START Data section
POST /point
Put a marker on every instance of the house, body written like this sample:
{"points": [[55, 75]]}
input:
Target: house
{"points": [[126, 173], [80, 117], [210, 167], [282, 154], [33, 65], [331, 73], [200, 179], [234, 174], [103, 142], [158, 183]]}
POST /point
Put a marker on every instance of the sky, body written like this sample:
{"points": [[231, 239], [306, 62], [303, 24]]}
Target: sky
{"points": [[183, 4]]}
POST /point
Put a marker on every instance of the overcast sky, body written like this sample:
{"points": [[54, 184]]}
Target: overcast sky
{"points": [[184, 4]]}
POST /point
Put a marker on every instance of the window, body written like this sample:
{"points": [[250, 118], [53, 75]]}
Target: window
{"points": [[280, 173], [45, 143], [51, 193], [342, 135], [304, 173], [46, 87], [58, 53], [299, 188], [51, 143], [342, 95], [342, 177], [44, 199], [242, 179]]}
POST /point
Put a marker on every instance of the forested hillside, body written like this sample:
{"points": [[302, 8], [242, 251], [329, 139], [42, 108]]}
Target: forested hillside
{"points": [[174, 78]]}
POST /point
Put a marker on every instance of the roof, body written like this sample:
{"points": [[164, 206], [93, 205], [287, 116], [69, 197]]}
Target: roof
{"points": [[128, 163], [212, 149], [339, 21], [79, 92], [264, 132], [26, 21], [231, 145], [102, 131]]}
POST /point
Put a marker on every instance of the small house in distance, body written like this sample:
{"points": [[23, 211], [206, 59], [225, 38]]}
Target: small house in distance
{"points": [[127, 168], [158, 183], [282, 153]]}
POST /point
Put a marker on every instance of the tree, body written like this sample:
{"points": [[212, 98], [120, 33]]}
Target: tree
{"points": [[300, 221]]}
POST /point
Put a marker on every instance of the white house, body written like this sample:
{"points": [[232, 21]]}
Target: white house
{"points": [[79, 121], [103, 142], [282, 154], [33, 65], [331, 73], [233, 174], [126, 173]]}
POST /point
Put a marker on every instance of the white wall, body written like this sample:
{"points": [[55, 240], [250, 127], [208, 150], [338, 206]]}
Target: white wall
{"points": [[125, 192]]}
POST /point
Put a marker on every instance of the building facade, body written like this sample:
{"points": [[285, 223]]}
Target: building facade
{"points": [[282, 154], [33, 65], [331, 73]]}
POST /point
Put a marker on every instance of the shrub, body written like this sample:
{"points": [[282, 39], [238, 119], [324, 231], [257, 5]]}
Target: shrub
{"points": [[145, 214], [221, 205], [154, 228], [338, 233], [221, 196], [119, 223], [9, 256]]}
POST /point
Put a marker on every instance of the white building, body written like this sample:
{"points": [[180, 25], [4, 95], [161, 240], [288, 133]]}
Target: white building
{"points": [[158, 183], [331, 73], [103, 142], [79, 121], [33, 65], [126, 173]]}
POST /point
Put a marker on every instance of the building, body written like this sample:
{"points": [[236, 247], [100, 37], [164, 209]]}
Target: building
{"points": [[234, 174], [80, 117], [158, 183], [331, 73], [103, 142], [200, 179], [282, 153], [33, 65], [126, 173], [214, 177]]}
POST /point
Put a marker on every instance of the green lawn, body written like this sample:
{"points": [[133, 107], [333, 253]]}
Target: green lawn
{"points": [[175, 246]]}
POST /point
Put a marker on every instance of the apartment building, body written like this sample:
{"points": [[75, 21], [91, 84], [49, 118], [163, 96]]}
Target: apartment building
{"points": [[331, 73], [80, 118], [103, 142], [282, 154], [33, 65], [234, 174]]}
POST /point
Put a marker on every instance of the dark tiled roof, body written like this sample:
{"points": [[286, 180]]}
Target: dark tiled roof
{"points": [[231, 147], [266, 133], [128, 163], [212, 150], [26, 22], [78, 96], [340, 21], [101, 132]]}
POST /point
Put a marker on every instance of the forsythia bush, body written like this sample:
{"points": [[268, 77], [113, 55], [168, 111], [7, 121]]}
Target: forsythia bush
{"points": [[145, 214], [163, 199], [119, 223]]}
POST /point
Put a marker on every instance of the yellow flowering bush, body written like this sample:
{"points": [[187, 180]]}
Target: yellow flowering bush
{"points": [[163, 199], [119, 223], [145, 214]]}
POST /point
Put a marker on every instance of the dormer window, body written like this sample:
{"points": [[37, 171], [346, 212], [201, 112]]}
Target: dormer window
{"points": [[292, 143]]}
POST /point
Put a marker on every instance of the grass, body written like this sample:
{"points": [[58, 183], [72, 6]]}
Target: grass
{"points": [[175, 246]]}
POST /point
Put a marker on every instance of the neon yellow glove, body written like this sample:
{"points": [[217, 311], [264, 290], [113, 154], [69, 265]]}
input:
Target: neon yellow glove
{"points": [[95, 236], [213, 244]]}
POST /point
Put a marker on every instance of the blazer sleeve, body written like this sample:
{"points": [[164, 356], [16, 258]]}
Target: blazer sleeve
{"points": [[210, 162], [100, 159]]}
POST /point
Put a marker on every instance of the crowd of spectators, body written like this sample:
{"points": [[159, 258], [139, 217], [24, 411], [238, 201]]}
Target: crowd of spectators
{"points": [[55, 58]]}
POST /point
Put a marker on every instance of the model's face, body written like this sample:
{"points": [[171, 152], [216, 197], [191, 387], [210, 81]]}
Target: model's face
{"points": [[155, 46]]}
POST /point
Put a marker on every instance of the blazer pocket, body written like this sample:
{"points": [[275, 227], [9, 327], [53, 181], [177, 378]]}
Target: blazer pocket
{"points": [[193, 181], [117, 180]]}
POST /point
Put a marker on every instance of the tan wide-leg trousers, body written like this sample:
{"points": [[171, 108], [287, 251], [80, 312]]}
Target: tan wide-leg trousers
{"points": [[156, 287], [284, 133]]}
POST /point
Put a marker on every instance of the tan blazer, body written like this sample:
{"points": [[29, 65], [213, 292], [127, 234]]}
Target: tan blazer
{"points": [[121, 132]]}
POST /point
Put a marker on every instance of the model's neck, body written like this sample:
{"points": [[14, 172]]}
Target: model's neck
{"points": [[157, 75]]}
END Data section
Assignment
Reproduce each line above exactly.

Solved exercise
POST /point
Put a marker on every instance of the house, body written like this sample:
{"points": [[55, 75]]}
input:
Target: house
{"points": [[126, 173], [80, 117], [210, 167], [282, 154], [33, 65], [331, 73], [200, 179], [234, 174], [103, 142], [158, 183]]}
POST /point
Put a marker on every instance of the sky, body written like this sample:
{"points": [[231, 239], [306, 62], [303, 24]]}
Target: sky
{"points": [[183, 4]]}
POST /point
Put a marker on every instance of the overcast sky, body written like this sample:
{"points": [[54, 184]]}
Target: overcast sky
{"points": [[184, 4]]}
POST /point
Put a marker on every instance of the window, body written like this sample:
{"points": [[250, 118], [53, 75]]}
Target: window
{"points": [[280, 173], [45, 143], [51, 193], [342, 135], [304, 173], [46, 87], [58, 53], [299, 188], [51, 143], [342, 95], [342, 177], [44, 199], [242, 179]]}
POST /point
Put a marker on every instance of the forested hillside, body written like this sample:
{"points": [[302, 8], [242, 251], [329, 139], [42, 108]]}
Target: forested hillside
{"points": [[174, 78]]}
POST /point
Put a marker on every instance of the roof, body written like this sample:
{"points": [[164, 206], [93, 205], [287, 116], [69, 197]]}
Target: roof
{"points": [[128, 163], [212, 149], [339, 21], [79, 92], [264, 132], [26, 21], [231, 145], [102, 131]]}
POST /point
Put a marker on every instance of the small house in distance, body written like this sample:
{"points": [[23, 211], [206, 59], [225, 38]]}
Target: small house in distance
{"points": [[127, 168], [158, 183], [282, 153]]}
POST /point
Put a marker on every instance of the tree, body written like this sample:
{"points": [[212, 98], [120, 33]]}
Target: tree
{"points": [[300, 221]]}
POST /point
Put a marker on every instance of the white house, body written like this sample:
{"points": [[232, 21]]}
Target: white house
{"points": [[79, 121], [103, 142], [282, 154], [33, 65], [331, 73], [233, 174], [126, 173]]}
POST /point
Put a marker on every instance of the white wall, body written like this sample:
{"points": [[55, 240], [250, 127], [208, 150], [338, 206]]}
Target: white wall
{"points": [[125, 192]]}
POST /point
Put a marker on every instance of the building facade, body written like this sample:
{"points": [[285, 223]]}
Target: building facade
{"points": [[282, 154], [33, 65], [331, 73]]}
POST /point
Put a marker on every instance of the shrub, body written like this sample:
{"points": [[282, 39], [238, 119], [324, 231], [257, 5]]}
Target: shrub
{"points": [[145, 214], [221, 205], [154, 228], [338, 233], [221, 196], [119, 223], [9, 256]]}
POST /point
Put a marker on every instance of the white building, body written like this sample:
{"points": [[180, 25], [4, 95], [161, 240], [288, 133]]}
Target: white building
{"points": [[158, 183], [331, 73], [103, 142], [79, 121], [33, 65], [126, 173]]}
POST /point
Put a marker on every instance of the building, body written like this sample:
{"points": [[236, 247], [100, 37], [164, 209]]}
Target: building
{"points": [[234, 174], [80, 117], [158, 183], [331, 73], [103, 142], [200, 179], [282, 153], [33, 65], [126, 173], [214, 177]]}
POST /point
Put a marker on every instance of the green lawn, body written like this sample:
{"points": [[133, 107], [333, 253]]}
Target: green lawn
{"points": [[175, 246]]}
POST /point
Put a marker on every instance of the apartment building, body written like this sample:
{"points": [[75, 21], [91, 84], [49, 118], [163, 96]]}
Target: apartment building
{"points": [[331, 73], [80, 118], [103, 142], [282, 154], [33, 65], [234, 174]]}
POST /point
Put a marker on every instance of the dark tiled roof, body written like this sample:
{"points": [[286, 180]]}
Target: dark tiled roof
{"points": [[231, 147], [266, 133], [128, 163], [212, 150], [26, 22], [78, 96], [340, 21], [101, 132]]}
POST /point
Put a marker on every instance of the forsythia bush, body written like this sample:
{"points": [[268, 77], [113, 55], [168, 111], [7, 121]]}
Target: forsythia bush
{"points": [[145, 214], [163, 199], [119, 223]]}
POST /point
Put a marker on every instance of the yellow flowering bush, body written like this sample:
{"points": [[187, 180]]}
Target: yellow flowering bush
{"points": [[163, 199], [119, 223], [145, 214]]}
POST /point
Put a marker on every instance of the dormer window, body written like this sample:
{"points": [[37, 171], [346, 212], [201, 112]]}
Target: dormer window
{"points": [[292, 143]]}
POST /point
Put a marker on every instance of the grass, body written like this sample:
{"points": [[58, 183], [72, 6]]}
Target: grass
{"points": [[175, 246]]}
POST /point
Put a marker on every instance of the neon yellow glove, body written like this sample:
{"points": [[217, 311], [264, 290], [113, 154], [69, 265]]}
input:
Target: neon yellow glove
{"points": [[95, 236], [213, 244]]}
POST /point
Put a marker on every instance of the blazer sleeve, body written like this sample:
{"points": [[164, 356], [16, 258]]}
Target: blazer sleeve
{"points": [[210, 162], [100, 159]]}
POST /point
Put a marker on every instance of the crowd of spectators, body written like this sample:
{"points": [[159, 258], [139, 217], [24, 411], [238, 201]]}
Target: crowd of spectators
{"points": [[55, 58]]}
POST /point
Put a marker on every instance of the model's face, body written like this sample:
{"points": [[171, 152], [216, 197], [191, 387], [210, 81]]}
Target: model's face
{"points": [[155, 46]]}
POST /point
Put a marker on every instance of the blazer pocket, body written like this sample:
{"points": [[275, 227], [9, 327], [53, 181], [177, 378]]}
Target: blazer pocket
{"points": [[193, 181], [117, 180]]}
POST /point
Put a marker on every instance of the tan wide-leg trousers, body written like this sample:
{"points": [[171, 108], [287, 251], [80, 312]]}
Target: tan wide-leg trousers
{"points": [[156, 287], [284, 133]]}
POST /point
Put a marker on every instance of the tan blazer, body written like this sample:
{"points": [[29, 65], [213, 292], [127, 234]]}
Target: tan blazer
{"points": [[121, 132]]}
POST /point
Put a marker on every instance of the model's neck, body written like this sample:
{"points": [[14, 172]]}
Target: model's neck
{"points": [[157, 75]]}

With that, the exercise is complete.